Please identify every line in the items below that contains the word "segment", matching case exactly, and copy each such line in full.

### Extracted data ###

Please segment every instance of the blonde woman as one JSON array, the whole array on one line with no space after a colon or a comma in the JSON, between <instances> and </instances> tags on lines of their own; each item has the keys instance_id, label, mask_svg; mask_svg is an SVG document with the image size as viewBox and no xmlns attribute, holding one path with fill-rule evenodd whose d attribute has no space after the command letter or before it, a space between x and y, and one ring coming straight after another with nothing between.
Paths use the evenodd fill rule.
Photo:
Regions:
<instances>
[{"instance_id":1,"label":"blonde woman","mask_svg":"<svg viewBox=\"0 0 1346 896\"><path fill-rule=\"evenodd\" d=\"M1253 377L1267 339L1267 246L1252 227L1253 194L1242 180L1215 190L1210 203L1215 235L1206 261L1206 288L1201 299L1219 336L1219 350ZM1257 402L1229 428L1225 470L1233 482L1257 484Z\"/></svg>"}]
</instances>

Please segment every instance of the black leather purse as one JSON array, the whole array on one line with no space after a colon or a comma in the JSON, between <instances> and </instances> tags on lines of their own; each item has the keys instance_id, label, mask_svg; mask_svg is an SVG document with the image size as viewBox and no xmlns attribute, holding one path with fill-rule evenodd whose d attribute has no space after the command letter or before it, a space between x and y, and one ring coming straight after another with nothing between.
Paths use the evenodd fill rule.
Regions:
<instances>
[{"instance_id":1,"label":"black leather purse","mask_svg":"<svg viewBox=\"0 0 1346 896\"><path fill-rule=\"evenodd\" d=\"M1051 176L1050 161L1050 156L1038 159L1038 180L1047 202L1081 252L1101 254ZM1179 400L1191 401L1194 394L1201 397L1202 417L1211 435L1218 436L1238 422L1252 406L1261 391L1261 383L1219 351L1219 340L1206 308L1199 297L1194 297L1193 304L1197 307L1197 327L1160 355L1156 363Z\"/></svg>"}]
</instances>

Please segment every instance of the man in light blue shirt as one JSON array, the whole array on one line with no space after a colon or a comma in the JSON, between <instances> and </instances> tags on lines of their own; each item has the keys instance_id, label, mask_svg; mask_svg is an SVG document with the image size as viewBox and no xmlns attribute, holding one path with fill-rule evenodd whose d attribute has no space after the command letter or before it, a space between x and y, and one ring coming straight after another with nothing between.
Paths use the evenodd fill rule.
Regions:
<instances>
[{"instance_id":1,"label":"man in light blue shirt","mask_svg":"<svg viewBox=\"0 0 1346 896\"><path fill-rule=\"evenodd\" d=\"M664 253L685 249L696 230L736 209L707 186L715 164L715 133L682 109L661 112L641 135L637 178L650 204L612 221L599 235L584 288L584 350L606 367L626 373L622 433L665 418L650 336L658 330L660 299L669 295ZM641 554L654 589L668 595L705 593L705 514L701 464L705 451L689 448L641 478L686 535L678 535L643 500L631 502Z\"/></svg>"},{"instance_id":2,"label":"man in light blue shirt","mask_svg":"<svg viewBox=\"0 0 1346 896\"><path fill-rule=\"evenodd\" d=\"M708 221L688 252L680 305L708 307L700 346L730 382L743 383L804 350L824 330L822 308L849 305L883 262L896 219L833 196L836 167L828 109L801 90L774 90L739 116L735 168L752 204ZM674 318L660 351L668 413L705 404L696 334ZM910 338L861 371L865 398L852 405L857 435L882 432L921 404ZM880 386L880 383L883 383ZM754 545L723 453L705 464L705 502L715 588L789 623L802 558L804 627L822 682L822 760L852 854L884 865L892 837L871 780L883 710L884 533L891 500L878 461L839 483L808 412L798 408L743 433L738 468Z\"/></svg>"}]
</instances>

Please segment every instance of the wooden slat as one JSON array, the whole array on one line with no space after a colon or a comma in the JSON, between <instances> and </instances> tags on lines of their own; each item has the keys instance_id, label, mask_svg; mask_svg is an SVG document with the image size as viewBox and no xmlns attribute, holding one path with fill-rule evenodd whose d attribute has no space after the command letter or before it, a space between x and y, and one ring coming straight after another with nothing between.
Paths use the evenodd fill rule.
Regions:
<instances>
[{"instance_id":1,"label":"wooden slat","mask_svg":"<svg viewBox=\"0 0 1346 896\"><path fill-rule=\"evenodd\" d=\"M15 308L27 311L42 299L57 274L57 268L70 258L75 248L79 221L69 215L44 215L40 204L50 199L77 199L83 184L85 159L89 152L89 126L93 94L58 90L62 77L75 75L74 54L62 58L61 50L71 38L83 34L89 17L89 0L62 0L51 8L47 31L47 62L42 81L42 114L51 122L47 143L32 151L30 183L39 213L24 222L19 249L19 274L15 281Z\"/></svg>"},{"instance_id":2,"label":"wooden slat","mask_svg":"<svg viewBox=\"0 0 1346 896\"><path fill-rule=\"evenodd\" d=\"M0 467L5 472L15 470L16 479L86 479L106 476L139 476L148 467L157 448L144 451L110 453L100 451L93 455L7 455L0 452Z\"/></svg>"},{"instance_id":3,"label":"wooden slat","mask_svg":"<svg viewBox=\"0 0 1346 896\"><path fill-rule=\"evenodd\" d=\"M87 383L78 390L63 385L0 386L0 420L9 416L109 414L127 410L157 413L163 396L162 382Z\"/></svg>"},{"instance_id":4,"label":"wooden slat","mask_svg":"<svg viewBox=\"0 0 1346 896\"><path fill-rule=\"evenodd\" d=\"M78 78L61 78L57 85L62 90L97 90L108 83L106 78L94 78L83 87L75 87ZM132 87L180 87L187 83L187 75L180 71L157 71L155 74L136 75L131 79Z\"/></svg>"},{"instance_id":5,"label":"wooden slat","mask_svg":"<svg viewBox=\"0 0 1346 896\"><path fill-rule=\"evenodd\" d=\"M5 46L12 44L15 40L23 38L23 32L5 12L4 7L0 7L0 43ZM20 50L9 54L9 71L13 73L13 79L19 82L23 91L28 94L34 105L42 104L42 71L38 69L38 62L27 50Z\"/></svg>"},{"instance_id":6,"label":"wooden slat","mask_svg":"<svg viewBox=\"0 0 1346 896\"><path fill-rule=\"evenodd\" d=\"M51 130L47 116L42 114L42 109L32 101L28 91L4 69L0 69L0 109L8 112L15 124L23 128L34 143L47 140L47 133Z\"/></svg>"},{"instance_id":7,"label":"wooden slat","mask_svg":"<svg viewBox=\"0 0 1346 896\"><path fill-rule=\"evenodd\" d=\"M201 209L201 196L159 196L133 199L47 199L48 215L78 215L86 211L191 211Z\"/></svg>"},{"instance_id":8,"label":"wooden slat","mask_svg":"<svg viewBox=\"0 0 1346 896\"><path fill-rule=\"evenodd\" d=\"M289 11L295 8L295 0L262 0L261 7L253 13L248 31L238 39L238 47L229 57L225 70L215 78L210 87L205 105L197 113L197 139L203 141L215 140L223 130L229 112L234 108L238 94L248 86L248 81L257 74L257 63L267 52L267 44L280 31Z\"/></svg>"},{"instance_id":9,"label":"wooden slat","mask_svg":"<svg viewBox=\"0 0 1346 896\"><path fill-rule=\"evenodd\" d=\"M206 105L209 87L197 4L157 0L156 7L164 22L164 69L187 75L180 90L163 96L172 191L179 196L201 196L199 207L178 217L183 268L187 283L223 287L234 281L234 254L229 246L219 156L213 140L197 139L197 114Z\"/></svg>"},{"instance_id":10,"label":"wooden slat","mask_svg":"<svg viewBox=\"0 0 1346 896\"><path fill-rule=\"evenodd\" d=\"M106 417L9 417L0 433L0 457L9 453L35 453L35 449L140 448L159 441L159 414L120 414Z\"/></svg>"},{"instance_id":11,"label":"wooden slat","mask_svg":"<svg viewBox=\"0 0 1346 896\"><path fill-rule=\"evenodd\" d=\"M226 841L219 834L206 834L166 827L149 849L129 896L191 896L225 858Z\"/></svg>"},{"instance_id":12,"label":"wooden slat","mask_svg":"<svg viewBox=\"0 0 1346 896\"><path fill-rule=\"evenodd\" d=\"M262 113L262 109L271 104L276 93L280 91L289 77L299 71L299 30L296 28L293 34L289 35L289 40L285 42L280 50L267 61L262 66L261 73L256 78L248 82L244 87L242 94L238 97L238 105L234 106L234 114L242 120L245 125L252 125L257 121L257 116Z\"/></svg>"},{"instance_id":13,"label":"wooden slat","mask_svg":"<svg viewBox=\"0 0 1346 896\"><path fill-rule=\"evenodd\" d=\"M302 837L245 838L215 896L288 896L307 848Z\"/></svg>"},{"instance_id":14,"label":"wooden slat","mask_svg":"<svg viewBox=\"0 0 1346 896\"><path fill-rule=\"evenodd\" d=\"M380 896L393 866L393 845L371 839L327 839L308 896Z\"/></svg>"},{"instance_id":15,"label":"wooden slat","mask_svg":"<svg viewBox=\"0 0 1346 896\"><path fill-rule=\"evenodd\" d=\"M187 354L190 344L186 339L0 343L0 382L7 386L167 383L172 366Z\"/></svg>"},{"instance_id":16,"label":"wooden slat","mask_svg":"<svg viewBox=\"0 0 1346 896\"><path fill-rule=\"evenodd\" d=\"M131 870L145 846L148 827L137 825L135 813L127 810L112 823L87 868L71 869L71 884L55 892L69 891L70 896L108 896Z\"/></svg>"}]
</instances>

###

**Output for this exercise:**
Please segment every instance of the blonde woman as one JSON array, the whole array on one line with no space after a colon or a comma in the JSON, between <instances> and </instances> tags on lines of their own; each item has the keys instance_id, label, mask_svg; mask_svg is an SVG document with the image size as viewBox and no xmlns attribute, holding one path with fill-rule evenodd whose d attribute has no space after the command letter or before it, a space between x and y, and one ring coming straight after another with nothing between.
Please segment every instance of the black leather purse as one JSON array, the whole array on one line with no space after a colon or a comma in the JSON, between <instances> and </instances> tags on lines of their own; each item has the keys instance_id, label, mask_svg; mask_svg is an SVG document with the image size as viewBox and no xmlns attribute, holding one path with fill-rule evenodd whose d attribute has no space after the command letter or before it, a space between x and y, and one ring coming straight after another with nothing between.
Please segment every instance of the man in light blue shirt as one JSON array, the whole array on one line with no space after a colon or a comma in the JSON, between <instances> and </instances> tags on lines of their own; each item has the keys instance_id, label, mask_svg; mask_svg is an SVG document with the image size as viewBox and no xmlns attribute, holding one path with fill-rule evenodd whose d attribute has no space after the command letter or before it, a space between x and y, and one ring coming straight after another with nothing between.
Please segment every instance of the wooden slat as one JSON array, the whole array on one line with no space after a colon or a comma in the JSON, between <instances> and </instances> tags on lines of their own; each item has the keys instance_id, label, mask_svg; mask_svg is an SVG document with the image size as viewBox and no xmlns attribute, holding one path with fill-rule evenodd whose d attribute has no space after the command letter or before it, a space between x and y, and one ring coming straight after another with nothing between.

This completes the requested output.